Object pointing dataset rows
----------------

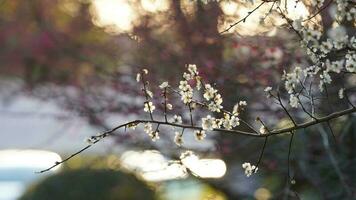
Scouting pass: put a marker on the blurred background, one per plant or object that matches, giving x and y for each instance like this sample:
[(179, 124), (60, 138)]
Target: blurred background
[(67, 71)]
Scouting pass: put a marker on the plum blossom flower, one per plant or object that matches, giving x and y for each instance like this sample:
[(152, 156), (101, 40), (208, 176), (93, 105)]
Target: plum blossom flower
[(149, 107)]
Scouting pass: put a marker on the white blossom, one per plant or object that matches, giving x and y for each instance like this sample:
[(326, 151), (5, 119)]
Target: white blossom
[(176, 119), (268, 89), (192, 69), (199, 134), (164, 85), (154, 135), (209, 123), (169, 106), (138, 77), (178, 138), (209, 92), (149, 107), (147, 128), (341, 93), (293, 101)]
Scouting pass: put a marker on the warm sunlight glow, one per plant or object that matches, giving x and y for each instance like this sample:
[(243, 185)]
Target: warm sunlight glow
[(28, 159), (252, 26), (205, 168), (117, 14), (154, 167), (155, 5)]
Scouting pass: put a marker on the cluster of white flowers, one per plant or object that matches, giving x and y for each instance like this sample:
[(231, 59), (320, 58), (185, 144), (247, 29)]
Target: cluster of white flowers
[(178, 138), (149, 107), (230, 121), (199, 134), (350, 64), (249, 169), (149, 130), (292, 79), (345, 10), (209, 123), (293, 101), (318, 3), (341, 93), (186, 91), (177, 119)]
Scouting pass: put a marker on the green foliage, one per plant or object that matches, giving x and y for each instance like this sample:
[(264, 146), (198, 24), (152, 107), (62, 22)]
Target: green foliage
[(89, 184)]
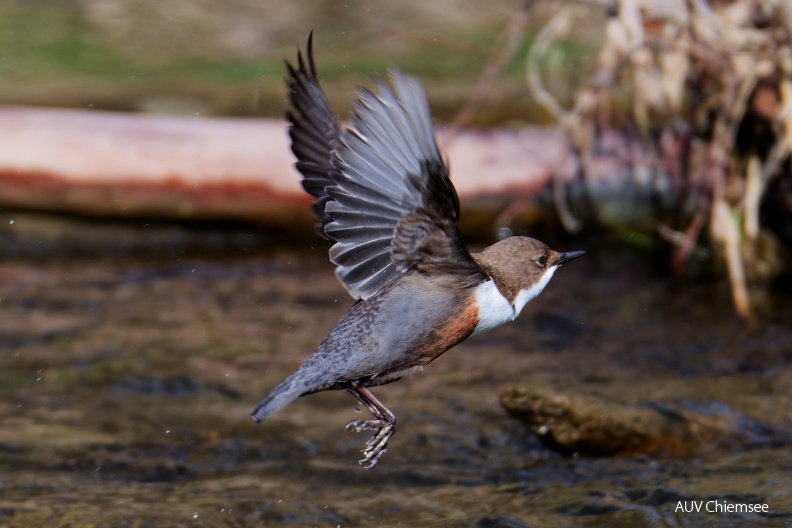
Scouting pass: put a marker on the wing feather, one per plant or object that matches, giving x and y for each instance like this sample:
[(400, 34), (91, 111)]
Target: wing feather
[(382, 189)]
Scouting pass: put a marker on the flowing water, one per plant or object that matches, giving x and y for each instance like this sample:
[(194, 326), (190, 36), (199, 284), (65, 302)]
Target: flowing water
[(126, 382)]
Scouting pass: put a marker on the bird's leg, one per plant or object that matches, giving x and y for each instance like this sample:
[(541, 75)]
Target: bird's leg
[(384, 424)]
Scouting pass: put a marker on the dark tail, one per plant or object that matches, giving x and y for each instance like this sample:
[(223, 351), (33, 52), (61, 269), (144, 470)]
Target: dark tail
[(285, 393)]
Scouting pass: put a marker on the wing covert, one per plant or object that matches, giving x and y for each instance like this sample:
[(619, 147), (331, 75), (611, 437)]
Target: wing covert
[(382, 186)]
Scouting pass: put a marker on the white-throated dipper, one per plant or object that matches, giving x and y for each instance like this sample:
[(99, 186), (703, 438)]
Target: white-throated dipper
[(384, 197)]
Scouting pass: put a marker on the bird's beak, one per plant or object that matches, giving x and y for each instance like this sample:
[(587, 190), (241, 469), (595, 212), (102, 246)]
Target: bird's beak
[(570, 255)]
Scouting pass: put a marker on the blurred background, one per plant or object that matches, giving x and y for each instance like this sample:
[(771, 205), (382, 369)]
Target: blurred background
[(159, 272)]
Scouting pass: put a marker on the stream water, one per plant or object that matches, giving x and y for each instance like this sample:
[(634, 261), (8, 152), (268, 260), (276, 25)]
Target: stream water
[(126, 383)]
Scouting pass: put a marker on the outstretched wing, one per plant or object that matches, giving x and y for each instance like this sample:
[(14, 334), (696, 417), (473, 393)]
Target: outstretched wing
[(314, 132), (388, 201)]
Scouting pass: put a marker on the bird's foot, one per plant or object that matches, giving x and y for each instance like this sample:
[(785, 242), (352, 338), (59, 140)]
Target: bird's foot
[(377, 445), (384, 425)]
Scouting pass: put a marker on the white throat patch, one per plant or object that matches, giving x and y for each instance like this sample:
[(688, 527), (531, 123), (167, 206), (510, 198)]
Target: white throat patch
[(525, 296), (494, 309)]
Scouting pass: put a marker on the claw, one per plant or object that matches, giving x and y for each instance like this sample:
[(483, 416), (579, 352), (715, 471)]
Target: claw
[(376, 446), (384, 424)]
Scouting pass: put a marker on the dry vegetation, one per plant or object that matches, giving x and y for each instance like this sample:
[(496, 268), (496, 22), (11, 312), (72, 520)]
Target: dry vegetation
[(701, 95)]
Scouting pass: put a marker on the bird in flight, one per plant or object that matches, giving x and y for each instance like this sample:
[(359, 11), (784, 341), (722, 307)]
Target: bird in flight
[(385, 199)]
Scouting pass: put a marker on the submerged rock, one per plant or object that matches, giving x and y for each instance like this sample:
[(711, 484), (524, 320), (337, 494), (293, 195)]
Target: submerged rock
[(589, 425)]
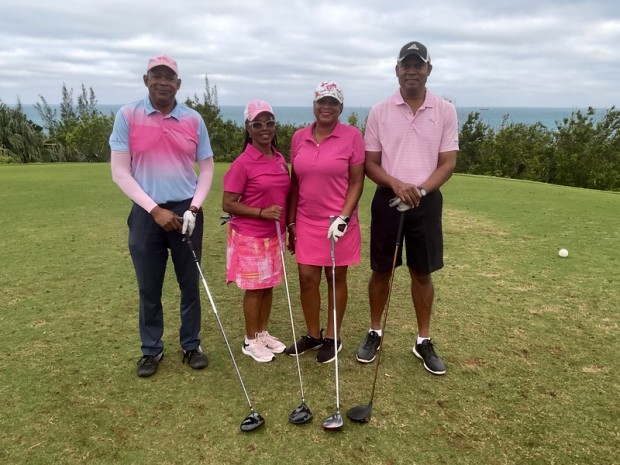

----------------

■ WHAT YOU ARE ASKED TO DO
Swap "marker" for "pin" throughout the rows and write them all out again with nothing else changed. Leave the pictures out.

■ THE SOLUTION
Scouting pass: put a pin on the blurred background, one per plant or object that matches, giving x and y for each instance like this sample:
[(179, 124), (60, 138)]
Target: blurred background
[(67, 71)]
Scouting pass: put a pin on the plum blossom flower, one per plant or object that matches, giving x and y for each instance like this sample:
[(152, 156), (101, 40), (208, 176), (93, 105)]
Target: plum blossom flower
[(149, 107)]
Scouting pass: put a pin on the white blossom, one per plant or object that matches, giving x and y for each instance like this sample:
[(326, 151), (5, 119)]
Target: white blossom
[(176, 119), (268, 89), (192, 69), (199, 134), (164, 85), (154, 135), (209, 123), (169, 106), (138, 77), (178, 138), (209, 92), (149, 107), (147, 128), (341, 93), (293, 101)]
Scouting pass: put a pin on the warm sunlight glow, one per plant or object that matches, giving x and y for each instance like this sample:
[(243, 185)]
Target: warm sunlight glow
[(28, 159), (252, 26), (205, 168), (117, 14), (154, 167), (155, 5)]
Scouting pass: put a pin on the cluster of white flowers, one per plant or object that matches, giving x and y for each instance like this sample:
[(231, 59), (320, 58), (185, 144), (247, 29)]
Target: cluster of white flowers
[(178, 138), (149, 107), (230, 121), (199, 134), (350, 64), (249, 169), (149, 130), (292, 79), (345, 10), (209, 123), (293, 101), (318, 3), (341, 93), (186, 91), (177, 119)]
Scouting pass: put a pin on the green foliage, one per plant or object that matches, giving x and y for each instance like this sample:
[(264, 146), (198, 24), (152, 107), (62, 22)]
Target: green foliage
[(89, 184)]
Scouting pass: put a pin on the wing feather, one per plant or object that matches, giving x and y for each instance like this sample:
[(400, 34), (91, 111)]
Target: wing feather
[(382, 189)]
Scouting pass: put a pin on the flowing water, one per plant or object that matches, giving x and y for each instance like this sample:
[(194, 326), (190, 36), (199, 284), (65, 302)]
Target: flowing water
[(126, 382)]
Scouting pass: put a pin on the bird's leg, one per plant or object that matches, giving x and y for each instance like this sample:
[(541, 75)]
Target: bird's leg
[(384, 424)]
Scouting pass: put a pin on the dark tail, one per plant or object that matches, giving x and y for each instance like this sample:
[(223, 351), (33, 52), (61, 269), (144, 470)]
Target: dark tail
[(285, 393)]
Scouting pass: put a pin on the wing covert, one per plant or object that matches, giving x and y for each instance like this sample:
[(619, 147), (331, 75), (611, 437)]
Target: wing covert
[(382, 186)]
Scouting pass: put a pin on the white-throated dipper, one per plant or object that matches, giving x and y for each instance like this sample:
[(99, 186), (703, 438)]
Target: white-throated dipper
[(384, 197)]
Scouting pass: put a pin on the bird's beak, one per plant or object that matches, giving x and y for each instance like this sample:
[(587, 190), (241, 469), (595, 212), (102, 246)]
Target: bird's beak
[(570, 255)]
Scouting pass: put a pin on the blurred background, one per plant or object that matches, giving x and y for each instance like this sample:
[(771, 205), (382, 369)]
Target: blurred background
[(159, 272)]
Scouting pass: put a pin on the stream water, one per plant or object that matches, giving x and y for each instance like this sample:
[(634, 261), (8, 152), (268, 260), (276, 25)]
Target: stream water
[(126, 383)]
Scouting pass: put a pin on the outstretched wing, one per plant or object that matches, giving x and y for each instance like this sample:
[(14, 334), (696, 417), (473, 393)]
Target: outstretched wing
[(314, 132), (388, 201)]
Scouting pass: put a pin on the bird's foot, one per plant or object that matches, giving x and y for each instance like this sample:
[(785, 242), (352, 338), (59, 140)]
Target: bird's foot
[(377, 445), (384, 425)]
Scouting pass: put a pin on the white throat patch, one per plant or object that matches, giving x and y for each instance like this sample:
[(688, 527), (531, 123), (167, 206), (510, 198)]
Target: white throat patch
[(525, 296), (494, 309)]
Scouting pass: put a pin on the claw, one per plant or object that matches, giving x and y for each instance like this sample:
[(483, 416), (579, 352), (715, 471)]
Target: claw
[(376, 446), (384, 424)]
Scouting pass: put a pin on the dry vegetation, one per plant or object that matches, giving x and y for each instance like this sample:
[(496, 268), (496, 22), (11, 312), (72, 520)]
Target: dry vegetation
[(701, 95)]
Scouting pass: put a pin on the bird in flight, one per plant or object that matches, giving x and y for each instance like this sample:
[(359, 11), (784, 341), (722, 307)]
Target: bird in flight
[(385, 199)]
Scouting pass: put a pin on the submerged rock, one per plant or object that matches, giving x and y for each instance like this sample:
[(711, 484), (524, 320), (337, 494), (293, 195)]
Target: submerged rock
[(589, 425)]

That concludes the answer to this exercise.